• Required task: Retype every line of the items below without any change.

• Records for processing:
Start
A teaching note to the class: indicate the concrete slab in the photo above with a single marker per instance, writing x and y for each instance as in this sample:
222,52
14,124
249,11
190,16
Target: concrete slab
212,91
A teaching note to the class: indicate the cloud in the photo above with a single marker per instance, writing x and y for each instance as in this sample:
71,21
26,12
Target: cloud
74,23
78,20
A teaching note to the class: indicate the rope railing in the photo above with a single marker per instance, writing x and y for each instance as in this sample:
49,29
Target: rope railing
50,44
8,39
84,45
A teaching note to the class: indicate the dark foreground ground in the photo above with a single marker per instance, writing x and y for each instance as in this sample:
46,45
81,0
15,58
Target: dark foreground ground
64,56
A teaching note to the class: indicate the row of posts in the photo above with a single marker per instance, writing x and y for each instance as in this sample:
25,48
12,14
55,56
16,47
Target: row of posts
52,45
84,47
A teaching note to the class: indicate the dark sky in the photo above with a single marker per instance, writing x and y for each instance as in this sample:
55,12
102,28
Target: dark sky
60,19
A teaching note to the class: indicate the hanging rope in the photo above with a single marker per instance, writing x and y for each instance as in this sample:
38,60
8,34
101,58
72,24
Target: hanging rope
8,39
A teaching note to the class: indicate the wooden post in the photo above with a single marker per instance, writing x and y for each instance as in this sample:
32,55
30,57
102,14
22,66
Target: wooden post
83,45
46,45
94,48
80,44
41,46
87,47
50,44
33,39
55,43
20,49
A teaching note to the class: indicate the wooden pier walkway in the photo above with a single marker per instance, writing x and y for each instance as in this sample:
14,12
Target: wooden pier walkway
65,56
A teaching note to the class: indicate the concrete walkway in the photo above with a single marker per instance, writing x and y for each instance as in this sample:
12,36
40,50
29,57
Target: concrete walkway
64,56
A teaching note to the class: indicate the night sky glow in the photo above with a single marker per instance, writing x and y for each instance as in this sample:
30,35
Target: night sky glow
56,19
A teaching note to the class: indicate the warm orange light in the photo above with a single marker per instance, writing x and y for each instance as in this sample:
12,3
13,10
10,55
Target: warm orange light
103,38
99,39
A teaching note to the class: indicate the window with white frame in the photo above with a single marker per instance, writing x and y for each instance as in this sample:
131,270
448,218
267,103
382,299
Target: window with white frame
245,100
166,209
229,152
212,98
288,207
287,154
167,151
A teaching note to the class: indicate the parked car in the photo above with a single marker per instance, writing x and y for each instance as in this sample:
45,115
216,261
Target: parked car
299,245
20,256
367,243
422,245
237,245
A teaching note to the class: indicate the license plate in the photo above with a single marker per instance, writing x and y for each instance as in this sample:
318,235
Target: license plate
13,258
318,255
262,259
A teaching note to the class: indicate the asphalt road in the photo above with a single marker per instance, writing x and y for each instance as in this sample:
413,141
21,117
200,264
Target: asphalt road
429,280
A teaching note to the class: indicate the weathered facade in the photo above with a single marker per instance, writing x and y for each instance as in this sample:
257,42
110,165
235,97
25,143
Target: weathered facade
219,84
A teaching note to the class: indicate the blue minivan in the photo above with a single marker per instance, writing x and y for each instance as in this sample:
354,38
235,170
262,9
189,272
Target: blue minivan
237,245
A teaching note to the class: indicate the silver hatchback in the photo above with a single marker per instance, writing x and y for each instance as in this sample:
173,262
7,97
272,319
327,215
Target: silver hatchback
End
• Output for this task:
A teaching note to the class: indicate the concrete slab in the photo above with a single marker per instance, writing x and y for each instance as in this sample:
222,52
14,124
249,11
190,16
Target: concrete slab
212,91
A teaching note to the class: indicate the cloud in the photo above with a single marker per instance, writing x and y for each instance as in this sample:
71,21
26,12
Target: cloud
74,23
78,20
A teaching note to the class: indicate the rope railing in the photo above with a single marker per instance, writing x and y for each instance as in this sample:
49,29
Target: rope railing
50,44
8,39
84,45
A teaching note to the class: indicate the dark foreground ground in the photo above with a single marker per instance, writing x and y for each instance as in this sample:
46,45
81,0
15,58
Target: dark foreground ground
64,56
A teaching note to the class: indicate the row of posts in the photo above with a single marker per instance, writing x and y for each instance as in this sample:
25,48
12,14
55,56
16,47
Target: row of posts
52,45
84,47
A teaching note to the class: indicate the dark sky in the photo above with a single marker per instance, writing x and y for each instance as in this sample:
55,12
102,28
Target: dark sky
60,19
A teaching note to the class: indicate the hanging rope in the photo above with a single marker per instance, writing x and y for each instance as in this sample:
38,60
8,34
101,58
72,24
Target: hanging rope
8,39
A teaching note to the class: indicate the wooden post in the photo above with a single marker per instance, writing x and y for each instance as in this sample:
32,55
30,57
102,14
22,66
Target: wooden post
83,45
46,45
94,48
80,44
41,46
87,47
50,44
33,39
55,43
20,49
A teaching note to the class: indicate the wooden pier walkway in the photo above with a single marker per instance, writing x and y for each instance as in this sample:
14,12
Target: wooden pier walkway
65,56
A teaching note to the class: indicate the concrete walkway in the photo above with a single marker per instance, writing x and y for each instance as in this sample:
12,36
40,50
29,57
Target: concrete walkway
64,56
A teaching note to the class: indicate the night sky glow in the photo above with a single marker per instance, writing x and y for each instance as in this sample:
30,35
Target: night sky glow
56,19
A teaching note to the class: indicate the warm orange light in the photo above with a single marker per instance, writing x and y for each instance as in this sample:
12,3
13,10
10,55
Target: warm orange light
103,38
99,39
A teaching note to the class: indicate the window with white frame in the photo above with a single marker per instance, writing x and y for each instance as in this sample:
131,270
448,218
267,103
382,299
Target: window with white frame
245,100
166,209
229,152
212,98
288,207
287,154
167,151
A teaching note to the class: indicate the parked car in the photo above with a single marker per instance, writing x and y for each instance as in this sample:
45,115
216,261
Target: parked car
299,245
20,256
367,243
422,245
237,245
A teaching note to the class: indicate the license plate in the photo above with a single marker per instance, writing x and y for each instance as in this sample:
318,235
Target: license plate
13,258
318,255
262,259
A teaching note to the class: indicate the asphalt road in the photo above with a single marker per instance, writing x and y for each instance as in this sample:
413,141
21,117
200,264
Target: asphalt road
429,280
A teaching note to the class: indicate the weathered facade in the photo above with a single marker per instance, writing x and y for each instance as in this sample:
257,42
110,165
235,97
25,143
Target: weathered facade
219,84
A teaching note to the class: indicate the blue minivan in the photo above with a single marker per instance, writing x and y for each instance as in this sample:
354,38
235,170
262,9
189,272
Target: blue minivan
237,245
A teaching note to the class: indicate the silver hatchback in the photo above with a single marker per instance, writing x and y for each instance as in this sample:
173,262
7,97
272,319
327,215
Target: silver hatchback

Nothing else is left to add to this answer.